= WHAT TO PRODUCE =
Copy every line of the entries below that contains the word "blue", matching case exactly.

= STORED ROWS =
• • •

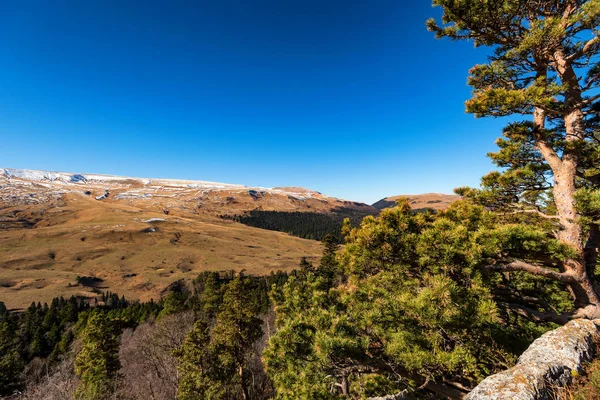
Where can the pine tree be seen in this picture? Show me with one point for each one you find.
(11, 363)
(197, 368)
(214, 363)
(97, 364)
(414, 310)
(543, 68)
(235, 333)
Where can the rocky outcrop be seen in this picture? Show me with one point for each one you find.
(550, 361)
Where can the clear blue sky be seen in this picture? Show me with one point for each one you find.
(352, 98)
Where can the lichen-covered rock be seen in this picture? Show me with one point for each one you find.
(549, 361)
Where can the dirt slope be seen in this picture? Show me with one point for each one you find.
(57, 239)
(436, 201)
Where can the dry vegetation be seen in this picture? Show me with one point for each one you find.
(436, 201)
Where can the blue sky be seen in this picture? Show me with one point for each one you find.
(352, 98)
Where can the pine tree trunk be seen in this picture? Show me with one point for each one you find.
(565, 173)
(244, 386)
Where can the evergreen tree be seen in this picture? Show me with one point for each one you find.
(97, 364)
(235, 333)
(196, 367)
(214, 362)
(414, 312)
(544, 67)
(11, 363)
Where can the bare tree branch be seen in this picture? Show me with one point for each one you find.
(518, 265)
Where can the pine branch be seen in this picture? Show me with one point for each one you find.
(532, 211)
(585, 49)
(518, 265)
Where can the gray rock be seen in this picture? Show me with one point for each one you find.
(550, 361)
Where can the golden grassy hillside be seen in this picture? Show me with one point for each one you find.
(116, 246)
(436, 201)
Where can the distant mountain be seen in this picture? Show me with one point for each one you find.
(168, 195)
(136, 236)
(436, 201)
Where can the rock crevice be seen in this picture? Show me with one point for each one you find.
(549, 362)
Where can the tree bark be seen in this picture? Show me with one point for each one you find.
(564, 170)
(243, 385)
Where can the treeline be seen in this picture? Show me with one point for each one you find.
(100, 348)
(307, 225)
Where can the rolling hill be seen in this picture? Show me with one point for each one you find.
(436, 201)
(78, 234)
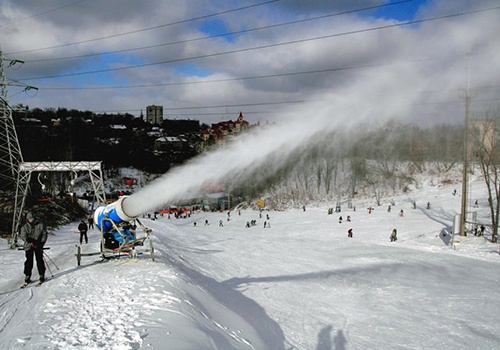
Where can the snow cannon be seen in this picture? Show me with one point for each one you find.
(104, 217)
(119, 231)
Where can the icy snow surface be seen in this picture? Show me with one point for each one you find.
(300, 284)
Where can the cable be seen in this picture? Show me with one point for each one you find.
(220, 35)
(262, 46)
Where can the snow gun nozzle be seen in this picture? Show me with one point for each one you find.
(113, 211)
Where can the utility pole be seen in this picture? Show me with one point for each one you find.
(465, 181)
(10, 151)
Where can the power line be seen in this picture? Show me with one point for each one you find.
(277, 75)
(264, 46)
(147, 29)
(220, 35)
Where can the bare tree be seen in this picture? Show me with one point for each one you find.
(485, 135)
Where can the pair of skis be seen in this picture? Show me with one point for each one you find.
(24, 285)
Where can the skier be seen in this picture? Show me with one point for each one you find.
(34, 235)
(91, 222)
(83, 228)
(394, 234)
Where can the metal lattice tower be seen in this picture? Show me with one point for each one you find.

• • •

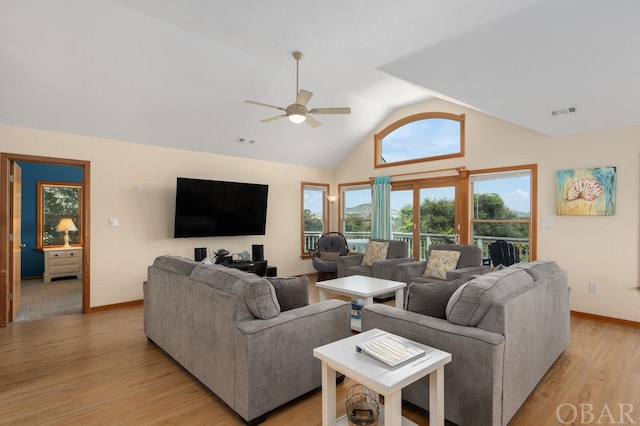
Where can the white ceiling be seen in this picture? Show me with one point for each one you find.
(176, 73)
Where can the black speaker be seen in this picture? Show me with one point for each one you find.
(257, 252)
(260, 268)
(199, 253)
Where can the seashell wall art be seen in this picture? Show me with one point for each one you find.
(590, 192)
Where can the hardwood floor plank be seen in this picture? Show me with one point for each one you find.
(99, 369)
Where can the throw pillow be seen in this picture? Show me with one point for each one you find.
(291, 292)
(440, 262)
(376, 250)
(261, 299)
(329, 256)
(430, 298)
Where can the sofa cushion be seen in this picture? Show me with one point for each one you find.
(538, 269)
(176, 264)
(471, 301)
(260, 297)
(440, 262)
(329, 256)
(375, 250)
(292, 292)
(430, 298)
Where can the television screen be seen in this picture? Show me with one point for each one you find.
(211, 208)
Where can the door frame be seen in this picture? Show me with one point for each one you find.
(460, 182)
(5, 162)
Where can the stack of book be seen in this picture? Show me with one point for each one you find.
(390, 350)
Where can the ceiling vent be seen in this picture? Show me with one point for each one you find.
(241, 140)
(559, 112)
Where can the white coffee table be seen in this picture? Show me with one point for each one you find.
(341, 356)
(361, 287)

• • •

= EXPECTED ANSWER =
Where can the clear blue sky be seen in this picture? Show me with one point for each one you find.
Where can the blue sky be seen in this picture? Show me with one point for each one you find.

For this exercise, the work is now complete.